▸ INSTRUÇÃO DADA A
Transcreva por inteiro, sem nenhuma alteração, o texto da entrevista com dom Paul Gallagher.

▸ TEXTO
┌──

A diplomacia do Vaticano, a Ucrânia e a ameaça da Terceira Guerra Mundial. Entrevista com dom Paul Gallagher [parte 1]

Foto: Pixabay

20 Julho 2022

 

O arcebispo Paul Gallagher é o secretário do Vaticano para as relações exteriores há sete anos e meio. Em 11 de julho, ele concedeu uma ampla entrevista a Gerard O'Connell, correspondente vaticanista da America Magazine, dos jesuítas estadunidenses, na qual falou sobre a situação geopolítica do mundo, a guerra na Ucrânia e as relações entre a Rússia e o Vaticano.

 

Ele também discutiu o acordo provisório da Santa Sé com a China sobre a nomeação de bispos, a prisão do cardeal Joseph Zen, a preocupação do Vaticano com a situação na Terra Santa, as relações entre a Santa Sé e os Estados Unidos, a adesão da Santa Sé à ONU convenção sobre mudança climática, a visita do papa ao Canadá e possíveis visitas papais a outros países. Ele concluiu descrevendo os desenvolvimentos que gostaria de ver no mundo nos próximos dois ou três anos.

└──

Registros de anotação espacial
┌──

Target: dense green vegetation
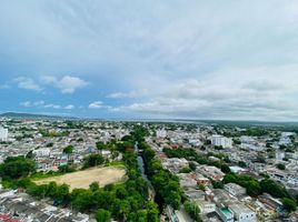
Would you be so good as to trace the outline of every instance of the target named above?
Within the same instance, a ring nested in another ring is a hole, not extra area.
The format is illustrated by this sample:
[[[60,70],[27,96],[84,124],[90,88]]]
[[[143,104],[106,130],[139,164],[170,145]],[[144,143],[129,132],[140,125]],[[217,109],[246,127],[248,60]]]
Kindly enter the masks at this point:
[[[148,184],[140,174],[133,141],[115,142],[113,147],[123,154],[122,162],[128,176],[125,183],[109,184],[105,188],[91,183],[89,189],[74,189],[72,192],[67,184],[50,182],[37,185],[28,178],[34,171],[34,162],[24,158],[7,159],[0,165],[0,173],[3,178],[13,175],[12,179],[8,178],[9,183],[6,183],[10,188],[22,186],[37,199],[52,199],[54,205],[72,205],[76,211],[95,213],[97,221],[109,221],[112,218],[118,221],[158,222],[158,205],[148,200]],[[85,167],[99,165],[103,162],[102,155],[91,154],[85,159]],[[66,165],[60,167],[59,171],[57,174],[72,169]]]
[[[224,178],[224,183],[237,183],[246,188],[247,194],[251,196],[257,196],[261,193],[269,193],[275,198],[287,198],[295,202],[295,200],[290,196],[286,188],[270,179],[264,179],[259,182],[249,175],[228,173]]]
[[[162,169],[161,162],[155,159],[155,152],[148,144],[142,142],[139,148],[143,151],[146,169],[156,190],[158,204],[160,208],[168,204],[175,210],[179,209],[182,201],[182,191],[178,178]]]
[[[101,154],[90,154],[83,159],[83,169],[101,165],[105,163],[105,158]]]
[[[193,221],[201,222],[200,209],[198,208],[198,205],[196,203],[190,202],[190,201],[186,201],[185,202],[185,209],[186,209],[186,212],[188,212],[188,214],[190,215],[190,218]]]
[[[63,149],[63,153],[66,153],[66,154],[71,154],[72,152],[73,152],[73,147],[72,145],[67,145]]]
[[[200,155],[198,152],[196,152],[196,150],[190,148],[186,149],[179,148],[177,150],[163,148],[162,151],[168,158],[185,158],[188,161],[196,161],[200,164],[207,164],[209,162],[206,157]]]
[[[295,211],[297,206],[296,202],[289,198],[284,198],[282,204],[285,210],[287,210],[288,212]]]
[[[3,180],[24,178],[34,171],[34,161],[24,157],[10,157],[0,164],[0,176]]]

└──
┌──

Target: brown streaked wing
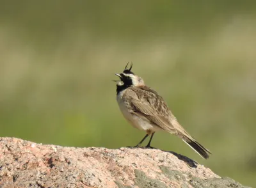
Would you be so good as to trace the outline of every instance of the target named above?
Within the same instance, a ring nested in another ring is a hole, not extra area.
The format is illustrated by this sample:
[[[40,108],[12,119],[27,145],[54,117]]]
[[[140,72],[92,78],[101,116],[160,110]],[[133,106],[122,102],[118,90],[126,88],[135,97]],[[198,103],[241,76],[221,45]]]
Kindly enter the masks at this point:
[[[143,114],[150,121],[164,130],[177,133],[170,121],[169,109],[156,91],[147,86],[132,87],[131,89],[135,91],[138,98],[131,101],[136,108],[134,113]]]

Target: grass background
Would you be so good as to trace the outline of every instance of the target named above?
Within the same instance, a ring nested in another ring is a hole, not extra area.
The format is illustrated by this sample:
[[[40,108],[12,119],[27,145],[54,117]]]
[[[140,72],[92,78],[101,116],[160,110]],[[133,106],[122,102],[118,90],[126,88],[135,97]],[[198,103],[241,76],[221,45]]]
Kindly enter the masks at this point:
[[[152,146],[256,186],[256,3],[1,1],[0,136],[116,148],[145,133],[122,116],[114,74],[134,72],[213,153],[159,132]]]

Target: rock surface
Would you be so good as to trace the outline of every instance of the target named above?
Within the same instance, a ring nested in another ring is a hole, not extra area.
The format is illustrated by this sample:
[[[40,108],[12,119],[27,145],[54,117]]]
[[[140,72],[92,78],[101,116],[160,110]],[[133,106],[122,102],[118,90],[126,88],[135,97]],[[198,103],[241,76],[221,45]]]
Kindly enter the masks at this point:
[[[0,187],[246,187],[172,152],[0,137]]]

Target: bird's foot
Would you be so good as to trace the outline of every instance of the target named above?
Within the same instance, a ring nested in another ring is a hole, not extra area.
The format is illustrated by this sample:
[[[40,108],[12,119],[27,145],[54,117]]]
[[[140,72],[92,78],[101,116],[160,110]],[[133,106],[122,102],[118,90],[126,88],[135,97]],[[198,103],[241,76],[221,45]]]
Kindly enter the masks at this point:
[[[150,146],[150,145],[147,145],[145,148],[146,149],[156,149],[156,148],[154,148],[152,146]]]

└──

▸ INSTRUÇÃO DADA B
Formate como lista numerada as linhas dos registros, começando na linha que contém "Target: dense green vegetation" e parando depois da que contém "[[[60,70],[27,96],[84,124],[90,88]]]", sem as linhas em branco. Deixe as imagens de fora da resposta.

▸ RESPOSTA FINAL A
A diplomacia do Vaticano, a Ucrânia e a ameaça da Terceira Guerra Mundial. Entrevista com dom Paul Gallagher [parte 1]

Foto: Pixabay

20 Julho 2022

 

O arcebispo Paul Gallagher é o secretário do Vaticano para as relações exteriores há sete anos e meio. Em 11 de julho, ele concedeu uma ampla entrevista a Gerard O'Connell, correspondente vaticanista da America Magazine, dos jesuítas estadunidenses, na qual falou sobre a situação geopolítica do mundo, a guerra na Ucrânia e as relações entre a Rússia e o Vaticano.

 

Ele também discutiu o acordo provisório da Santa Sé com a China sobre a nomeação de bispos, a prisão do cardeal Joseph Zen, a preocupação do Vaticano com a situação na Terra Santa, as relações entre a Santa Sé e os Estados Unidos, a adesão da Santa Sé à ONU convenção sobre mudança climática, a visita do papa ao Canadá e possíveis visitas papais a outros países. Ele concluiu descrevendo os desenvolvimentos que gostaria de ver no mundo nos próximos dois ou três anos.

▸ RESPOSTA FINAL B
1. Target: dense green vegetation
2. Would you be so good as to trace the outline of every instance of the target named above?
3. Within the same instance, a ring nested in another ring is a hole, not extra area.
4. The format is illustrated by this sample:
5. [[[60,70],[27,96],[84,124],[90,88]]]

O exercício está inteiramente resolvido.